### Task to carry out
Copy word for word the part of the eSMA telescope article starting at "A new giant" and ending at "half a mile.".

───── Text provided

A new giant virtual telescope is the most powerful tool scientists have ever had to study the universe in a part of the electromagnetic spectrum called long wavelength submillimeter light.

The Extended Submillimeter Array (eSMA) was created by combining three telescopes in Hawaii using computer software. By routing them together in a process called interferometry, the combined telescopes have the virtual resolution of one huge telescope the size of the distance between them. In this case, the virtual telescope has a diameter of 782 meters, or about half a mile.

The eSMA is made up of the SubMillimeter Array, which contains eight dishes with 6-meter diameters, as well as the 15-meter James Clerk Maxwell Telescope and the 10-meter Caltech Submillimeter Observatory, all on the summit of Mauna Kea on the Big Island of Hawaii. All the dishes are linked via fiber optic cable to form an enormous virtual telescope akin to the sum of its parts.

"It would be impossible to build a telescope this large, so we take several smaller telescopes," said Sandrine Bottinelli of France's Center for the Study of Radiation in Space. "The radiation is collected by each antenna and then combined by computer software. That allows us to simulate a signal that would be equivalent to what we would get with a single large telescope."

For now, eSMA is the most powerful submillimeter observatory on the planet.

Interferometry is commonly used to string together radio telescopes. Making a submillimeter interferometer is a bit trickier because of the weather conditions required for submillimeter astronomy. The water vapor in the Earth's atmosphere blocks submillimeter radiation in most locations.

"It's more difficult to find a site," Bottinelli told SPACE.com. "You need a generally dry and stable atmosphere, so it must be high altitude."

Mauna Kea's lofty location at 14,000 ft (4,000 meters) is perfect.

Scanning the universe through submillimeter light allows astronomers to peer deep into the dusty regions in which new stars, planets and even whole galaxies are being born. These clouds of gas and tiny dust particles are completely dark in visible light, because optical wavelength light is absorbed by the gas and dust. But submillimeter waves, which are longer than optical light waves, can penetrate this material.

──────────
───── Data records

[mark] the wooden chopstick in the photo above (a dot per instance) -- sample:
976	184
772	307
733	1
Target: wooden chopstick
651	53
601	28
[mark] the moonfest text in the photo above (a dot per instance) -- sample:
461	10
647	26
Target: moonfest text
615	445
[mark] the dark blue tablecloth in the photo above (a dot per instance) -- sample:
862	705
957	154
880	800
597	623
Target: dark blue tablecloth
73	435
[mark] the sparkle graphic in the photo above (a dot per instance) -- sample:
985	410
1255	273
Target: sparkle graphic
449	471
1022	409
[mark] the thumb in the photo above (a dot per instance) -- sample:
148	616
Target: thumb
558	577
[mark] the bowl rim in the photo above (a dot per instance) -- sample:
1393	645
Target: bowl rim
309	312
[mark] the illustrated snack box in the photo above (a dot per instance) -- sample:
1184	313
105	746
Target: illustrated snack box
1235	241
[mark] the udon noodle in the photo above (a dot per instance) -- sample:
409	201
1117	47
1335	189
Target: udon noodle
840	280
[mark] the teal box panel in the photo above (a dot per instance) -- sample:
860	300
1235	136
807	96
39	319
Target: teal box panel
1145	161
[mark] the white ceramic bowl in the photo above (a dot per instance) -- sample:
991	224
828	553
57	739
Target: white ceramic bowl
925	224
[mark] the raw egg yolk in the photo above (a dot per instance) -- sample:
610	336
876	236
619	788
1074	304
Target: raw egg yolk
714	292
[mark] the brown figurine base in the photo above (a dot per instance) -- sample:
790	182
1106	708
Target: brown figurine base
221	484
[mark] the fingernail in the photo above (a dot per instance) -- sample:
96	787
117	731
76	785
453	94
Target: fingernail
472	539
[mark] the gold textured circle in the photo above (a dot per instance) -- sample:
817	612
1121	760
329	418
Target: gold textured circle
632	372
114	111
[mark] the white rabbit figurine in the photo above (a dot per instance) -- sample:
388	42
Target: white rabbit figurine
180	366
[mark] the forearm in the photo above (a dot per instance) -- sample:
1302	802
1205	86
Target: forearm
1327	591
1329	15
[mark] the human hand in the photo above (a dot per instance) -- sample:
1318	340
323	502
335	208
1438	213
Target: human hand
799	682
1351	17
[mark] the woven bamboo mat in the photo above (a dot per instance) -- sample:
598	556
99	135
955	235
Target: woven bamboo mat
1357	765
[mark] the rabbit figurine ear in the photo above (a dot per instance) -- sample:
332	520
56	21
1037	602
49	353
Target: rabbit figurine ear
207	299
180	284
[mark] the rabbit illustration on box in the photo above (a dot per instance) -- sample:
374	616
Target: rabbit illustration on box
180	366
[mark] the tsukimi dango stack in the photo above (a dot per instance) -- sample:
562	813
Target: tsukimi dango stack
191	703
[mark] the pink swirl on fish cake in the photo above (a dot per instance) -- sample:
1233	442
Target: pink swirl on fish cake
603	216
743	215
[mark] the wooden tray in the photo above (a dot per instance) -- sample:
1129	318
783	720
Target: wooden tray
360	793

──────────

### Correct result
A new giant virtual telescope is the most powerful tool scientists have ever had to study the universe in a part of the electromagnetic spectrum called long wavelength submillimeter light.

The Extended Submillimeter Array (eSMA) was created by combining three telescopes in Hawaii using computer software. By routing them together in a process called interferometry, the combined telescopes have the virtual resolution of one huge telescope the size of the distance between them. In this case, the virtual telescope has a diameter of 782 meters, or about half a mile.